Exercise requirements: Convert the portion of the records below that runs from the line containing "[locate] the blurred" through the line containing "x=681, y=49", both included, into a JSON list of strings with one string per line and blank lines omitted.

Source records:
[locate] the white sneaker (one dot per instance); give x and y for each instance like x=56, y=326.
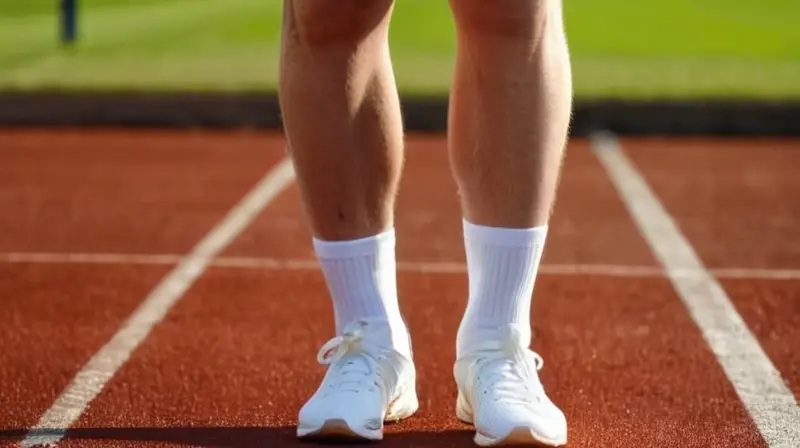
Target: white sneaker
x=499, y=392
x=365, y=385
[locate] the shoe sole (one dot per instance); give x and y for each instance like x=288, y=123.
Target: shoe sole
x=402, y=407
x=520, y=435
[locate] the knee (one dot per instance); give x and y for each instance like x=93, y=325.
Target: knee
x=329, y=22
x=521, y=19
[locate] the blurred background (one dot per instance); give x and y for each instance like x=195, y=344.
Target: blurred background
x=681, y=49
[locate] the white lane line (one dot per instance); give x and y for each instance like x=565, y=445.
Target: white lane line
x=758, y=383
x=423, y=267
x=72, y=402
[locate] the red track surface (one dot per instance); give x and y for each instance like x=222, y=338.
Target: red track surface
x=234, y=359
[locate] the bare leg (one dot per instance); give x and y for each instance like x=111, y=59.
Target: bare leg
x=341, y=114
x=510, y=111
x=342, y=121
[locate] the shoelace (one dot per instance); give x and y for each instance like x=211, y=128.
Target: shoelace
x=508, y=377
x=349, y=343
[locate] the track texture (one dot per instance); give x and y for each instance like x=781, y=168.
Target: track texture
x=234, y=359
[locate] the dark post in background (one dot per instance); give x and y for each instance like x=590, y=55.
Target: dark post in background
x=69, y=21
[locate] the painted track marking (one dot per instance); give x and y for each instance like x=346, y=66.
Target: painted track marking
x=424, y=267
x=757, y=382
x=92, y=378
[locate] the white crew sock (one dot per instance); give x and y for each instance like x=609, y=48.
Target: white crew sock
x=502, y=265
x=362, y=280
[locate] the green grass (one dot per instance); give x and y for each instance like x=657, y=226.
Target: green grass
x=619, y=48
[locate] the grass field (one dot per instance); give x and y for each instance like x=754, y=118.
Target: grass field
x=620, y=49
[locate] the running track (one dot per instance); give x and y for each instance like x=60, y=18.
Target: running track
x=159, y=289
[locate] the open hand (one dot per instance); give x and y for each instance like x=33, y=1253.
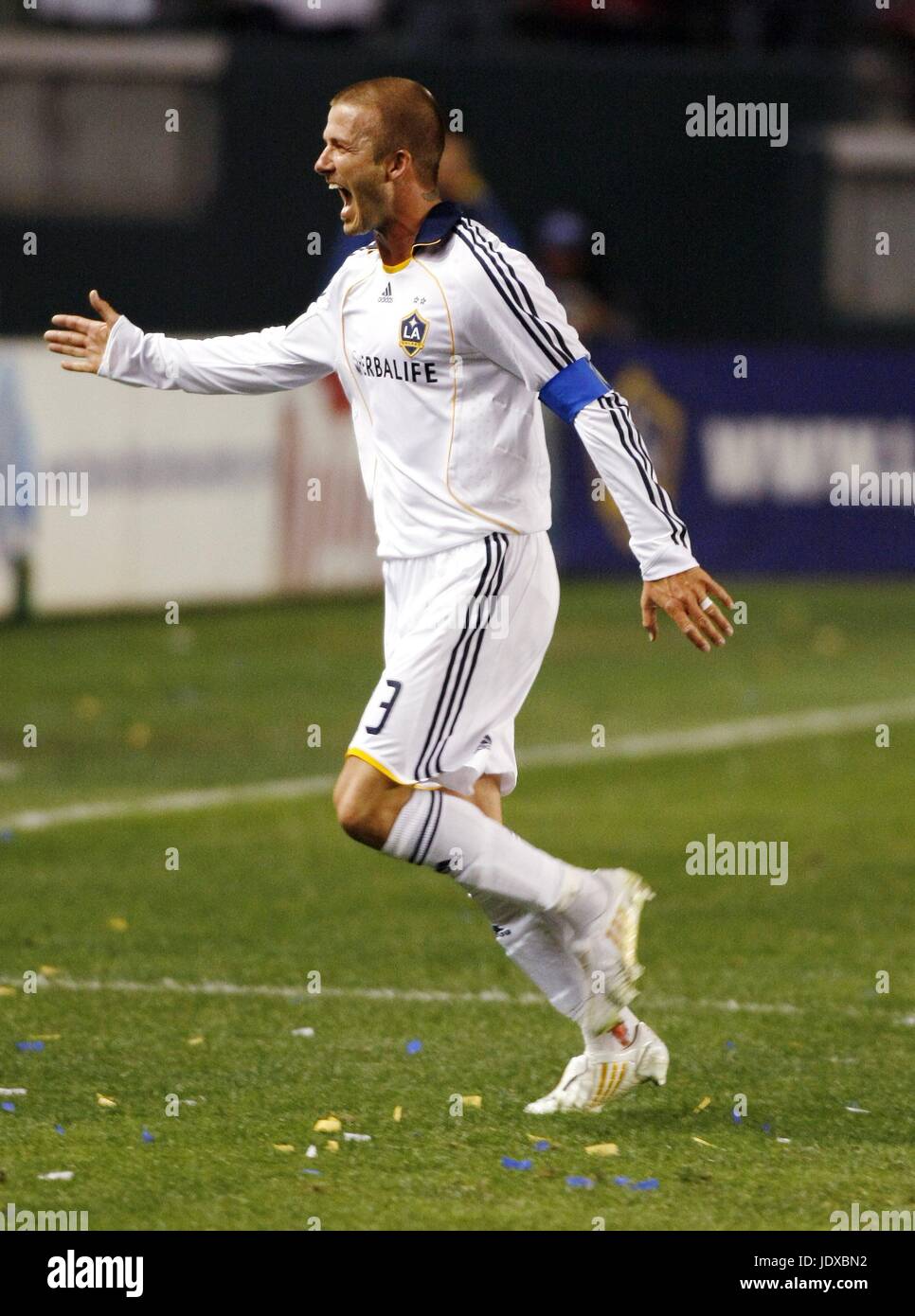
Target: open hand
x=83, y=338
x=682, y=597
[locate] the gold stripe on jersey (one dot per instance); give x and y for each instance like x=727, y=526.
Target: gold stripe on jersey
x=466, y=507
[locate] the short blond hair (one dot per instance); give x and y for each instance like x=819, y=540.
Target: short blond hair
x=408, y=118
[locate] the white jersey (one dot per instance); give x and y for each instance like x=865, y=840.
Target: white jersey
x=442, y=360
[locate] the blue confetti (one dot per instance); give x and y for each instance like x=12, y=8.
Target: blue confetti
x=510, y=1164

Reply:
[
  "[locate] the blurred background (one dot per instance); give x and y for each instance like x=195, y=344.",
  "Target: blurred background",
  "x=681, y=49"
]